Can you rewrite the transcript from "And one thing" to "in their day.", putting "background character" in place of "NPC"?

▶ Provided text:

§ §

And one thing that ties a lot of the jobs together is all of it is like kind of like really being in humanity and like Working with humans but like you're still like kind of this NPC in a way, where people are just doing life around you right and you're just like a Moment in their day.

Empress Trash:

Yeah but, like you see, your whole day is seeing thousands of those moments and so it's like I felt like it really helped inform me just about, like like humans In general, especially cab driving and being a barista, oh yeah, and the motel like those three like really stick out to me. It's like I've saw so many different parts of humanity and like didn't have to get Actively involved in it but, just getting to see the stories.

Empress Trash:

So sure, yeah, that's crazy, yeah yeah, and I mean I've worked tech too, like I said, and I've worked in our archives. I've worked, like I mean I've my resume is insane because, like, generally, I would keep a job about a year, maybe two years, because I was at a certain point I'm like well, I've learned everything. I came with this job time to move on.

Empress Trash:

I'm just one of those people. So and like out for a while I felt like really like damn. Like I really have a hard time working for people. But Enough people said to me is like no, you're just being an artist. Like you're just like this is what artists do. Like they don't, they can't do the nine to five. They can't like like it's okay, you wanna keep experiencing new things. Like people like kept saying that to me Equally, like some people being like damn, you can't keep a job. But I tried to listen to the positive story of what I was doing.

§ §

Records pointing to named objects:
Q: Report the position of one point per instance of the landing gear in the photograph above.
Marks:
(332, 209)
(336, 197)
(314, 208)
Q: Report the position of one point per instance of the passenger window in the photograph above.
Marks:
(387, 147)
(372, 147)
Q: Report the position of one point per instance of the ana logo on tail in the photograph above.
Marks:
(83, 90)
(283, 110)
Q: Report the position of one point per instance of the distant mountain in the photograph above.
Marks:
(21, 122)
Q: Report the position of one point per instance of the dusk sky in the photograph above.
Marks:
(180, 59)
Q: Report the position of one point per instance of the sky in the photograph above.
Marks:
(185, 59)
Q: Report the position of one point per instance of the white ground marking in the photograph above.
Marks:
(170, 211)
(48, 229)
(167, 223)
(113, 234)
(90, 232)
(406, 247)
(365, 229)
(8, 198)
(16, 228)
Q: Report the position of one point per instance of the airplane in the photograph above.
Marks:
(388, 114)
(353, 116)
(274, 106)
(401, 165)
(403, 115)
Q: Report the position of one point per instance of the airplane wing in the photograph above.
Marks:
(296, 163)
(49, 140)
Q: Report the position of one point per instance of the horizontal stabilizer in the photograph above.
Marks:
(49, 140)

§ §

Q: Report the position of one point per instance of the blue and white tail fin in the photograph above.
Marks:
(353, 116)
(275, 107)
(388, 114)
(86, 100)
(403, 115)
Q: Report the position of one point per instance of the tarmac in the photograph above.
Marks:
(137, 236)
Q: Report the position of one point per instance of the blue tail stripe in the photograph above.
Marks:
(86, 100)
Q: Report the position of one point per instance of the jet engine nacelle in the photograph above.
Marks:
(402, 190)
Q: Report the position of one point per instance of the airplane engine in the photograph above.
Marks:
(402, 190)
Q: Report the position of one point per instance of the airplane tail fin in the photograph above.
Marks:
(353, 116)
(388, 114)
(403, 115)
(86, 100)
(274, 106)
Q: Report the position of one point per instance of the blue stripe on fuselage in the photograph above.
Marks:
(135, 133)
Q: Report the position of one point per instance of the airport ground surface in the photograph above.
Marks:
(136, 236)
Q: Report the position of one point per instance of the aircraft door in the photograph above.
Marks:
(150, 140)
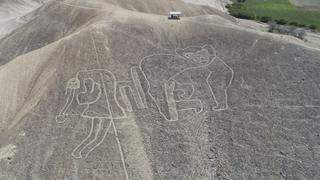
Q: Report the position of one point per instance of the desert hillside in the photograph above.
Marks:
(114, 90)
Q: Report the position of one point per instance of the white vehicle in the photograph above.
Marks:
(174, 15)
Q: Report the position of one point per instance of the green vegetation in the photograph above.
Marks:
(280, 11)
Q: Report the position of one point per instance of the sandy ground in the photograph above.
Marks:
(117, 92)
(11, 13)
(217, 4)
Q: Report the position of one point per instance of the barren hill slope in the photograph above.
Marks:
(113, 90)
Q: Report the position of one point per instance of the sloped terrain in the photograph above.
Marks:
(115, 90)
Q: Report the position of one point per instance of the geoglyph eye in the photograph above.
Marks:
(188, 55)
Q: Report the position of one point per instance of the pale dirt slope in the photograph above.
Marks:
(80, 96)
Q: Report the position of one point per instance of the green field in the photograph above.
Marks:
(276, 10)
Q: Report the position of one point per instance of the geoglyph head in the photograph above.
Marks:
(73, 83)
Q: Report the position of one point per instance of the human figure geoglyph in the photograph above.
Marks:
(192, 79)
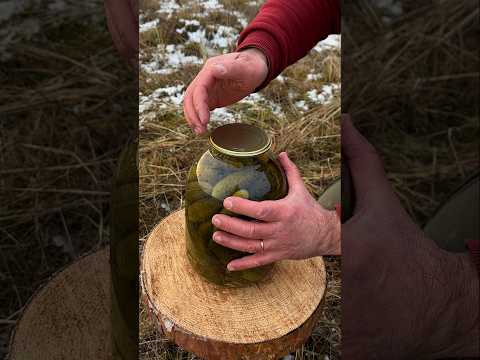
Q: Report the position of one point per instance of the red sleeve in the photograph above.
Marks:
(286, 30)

§ §

▶ Completed exercise:
And one thing that ties a lot of the jobs together is all of it is like kind of like really being in humanity and like Working with humans but like you're still like kind of this background character in a way, where people are just doing life around you right and you're just like a Moment in their day.